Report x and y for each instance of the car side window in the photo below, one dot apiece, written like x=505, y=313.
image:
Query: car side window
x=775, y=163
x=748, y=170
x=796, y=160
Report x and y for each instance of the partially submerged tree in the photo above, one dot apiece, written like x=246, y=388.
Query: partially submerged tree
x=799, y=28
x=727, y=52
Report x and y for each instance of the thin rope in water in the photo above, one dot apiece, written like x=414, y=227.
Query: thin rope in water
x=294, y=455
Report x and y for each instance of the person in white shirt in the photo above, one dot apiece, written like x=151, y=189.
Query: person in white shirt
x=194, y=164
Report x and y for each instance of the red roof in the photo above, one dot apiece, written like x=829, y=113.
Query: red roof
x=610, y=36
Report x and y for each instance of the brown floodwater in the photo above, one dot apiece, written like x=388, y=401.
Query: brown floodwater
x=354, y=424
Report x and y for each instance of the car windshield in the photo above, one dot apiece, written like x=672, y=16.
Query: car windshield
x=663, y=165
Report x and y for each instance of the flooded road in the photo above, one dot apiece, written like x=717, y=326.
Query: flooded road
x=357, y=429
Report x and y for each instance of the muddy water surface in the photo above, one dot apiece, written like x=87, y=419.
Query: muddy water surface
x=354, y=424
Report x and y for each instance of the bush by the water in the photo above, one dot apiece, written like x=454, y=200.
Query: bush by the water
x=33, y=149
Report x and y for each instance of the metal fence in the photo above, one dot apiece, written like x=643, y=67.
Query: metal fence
◆ ◆ ◆ ◆ ◆
## WHAT IS REQUIRED
Restate the data above word for word, omitting nothing.

## SOLUTION TO THE PROBLEM
Report x and y for each instance of the car side window in the photo below, one dot apiece, written like x=505, y=313.
image:
Query: car side window
x=775, y=163
x=748, y=170
x=796, y=160
Report x and y for each instance of the partially submerged tree in the photo above, one dot apiece, written like x=246, y=388.
Query: partially submerged tree
x=799, y=28
x=727, y=52
Report x and y for each instance of the thin rope in water in the photo above, one dot apiece, written like x=414, y=227.
Query: thin rope in water
x=294, y=455
Report x and y for each instance of the person in white shirt in the photo above, one dot apiece, written like x=151, y=189.
Query: person in white shirt
x=194, y=164
Report x and y for each instance of the red roof in the photo above, one dot apiece, written like x=829, y=113.
Query: red roof
x=610, y=36
Report x and y for each instance of the brown floodwater in the photo above, one dot apiece, written like x=388, y=401.
Query: brown floodwater
x=354, y=424
Report x and y for each instance of the car windshield in the photo above, one dot apiece, written like x=672, y=16.
Query: car windshield
x=663, y=165
Report x and y for each instance of the flooded road in the photo above, one dot apiece, written like x=717, y=326.
Query: flooded road
x=357, y=429
Report x and y for each instance of the muddy water surface in the photo above, one dot apiece, written like x=87, y=419.
Query: muddy water surface
x=354, y=424
Report x and y for each instance of the bush by the water in the photo above, one dot apiece, written like x=454, y=200.
Query: bush by the water
x=33, y=149
Report x and y for each instance of the metal fence in the photo above, one dot apiece, written like x=643, y=67.
Query: metal fence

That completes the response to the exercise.